Text excerpt »

"""

Improve training code 2

2025-07-28 20:20:54 +02:00
parent 98f546af12
commit 7cd595df81
6 changed files with 229 additions and 153 deletions
--- a/services/training/app/ml/data_processor.py
+++ b/services/training/app/ml/data_processor.py
@@ -7,7 +7,7 @@ Handles data preparation, date alignment, cleaning, and feature engineering for
 import pandas as pd
 import numpy as np
 from typing import Dict, List, Any, Optional, Tuple
-from datetime import datetime, timedelta
+from datetime import datetime, timedelta, timezone
 import logging
 from sklearn.preprocessing import StandardScaler
 from sklearn.impute import SimpleImputer
@@ -278,16 +278,23 @@ class BakeryDataProcessor:
        return df
    
    def _merge_weather_features(self, 
-                               daily_sales: pd.DataFrame,
-                               weather_data: pd.DataFrame) -> pd.DataFrame:
-        """Merge weather features with enhanced handling"""
+                            daily_sales: pd.DataFrame,
+                            weather_data: pd.DataFrame) -> pd.DataFrame:
+        """Merge weather features with enhanced Madrid-specific handling"""
+        
+        # ✅ FIX: Define weather_defaults OUTSIDE try block to fix scope error
+        weather_defaults = {
+            'temperature': 15.0,
+            'precipitation': 0.0,
+            'humidity': 60.0,
+            'wind_speed': 5.0,
+            'pressure': 1013.0
+        }
        
        if weather_data.empty:
-            # Add default weather columns with Madrid-appropriate values
-            daily_sales['temperature'] = 15.0  # Average Madrid temperature
-            daily_sales['precipitation'] = 0.0  # Default no rain
-            daily_sales['humidity'] = 60.0  # Moderate humidity
-            daily_sales['wind_speed'] = 5.0  # Light wind
+            # Add default weather columns
+            for feature, default_value in weather_defaults.items():
+                daily_sales[feature] = default_value
            return daily_sales
        
        try:
@@ -297,14 +304,22 @@ class BakeryDataProcessor:
            if 'date' not in weather_clean.columns and 'ds' in weather_clean.columns:
                weather_clean = weather_clean.rename(columns={'ds': 'date'})
            
+            # ✅ FIX: Ensure timezone consistency
            weather_clean['date'] = pd.to_datetime(weather_clean['date'])
+            daily_sales['date'] = pd.to_datetime(daily_sales['date'])
+            
+            # Remove timezone info from both to make them compatible
+            if weather_clean['date'].dt.tz is not None:
+                weather_clean['date'] = weather_clean['date'].dt.tz_localize(None)
+            if daily_sales['date'].dt.tz is not None:
+                daily_sales['date'] = daily_sales['date'].dt.tz_localize(None)

"""

Data provided »
"""

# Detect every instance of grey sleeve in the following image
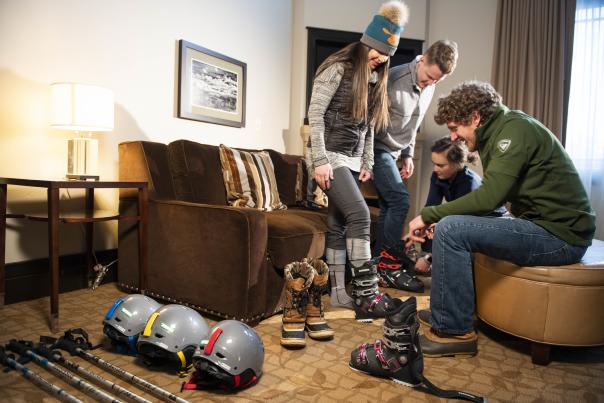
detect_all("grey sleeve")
[308,63,344,167]
[361,126,374,172]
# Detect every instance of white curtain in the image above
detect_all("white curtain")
[566,0,604,239]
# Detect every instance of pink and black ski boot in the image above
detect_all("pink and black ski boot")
[349,297,424,387]
[351,260,392,322]
[378,241,424,292]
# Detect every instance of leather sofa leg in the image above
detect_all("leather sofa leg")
[531,341,552,365]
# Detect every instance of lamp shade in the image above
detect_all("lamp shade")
[50,83,114,132]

"""

To-do list »
1. In the code diff, what default value does the weather_defaults dictionary give for pressure?
2. According to the code diff, why is timezone information removed from the date columns of both weather_clean and daily_sales?

In response »
1. 1013.0

2. The timezone information is removed from both date columns to make them compatible. This is part of a fix to ensure timezone consistency between the weather data and the daily sales data.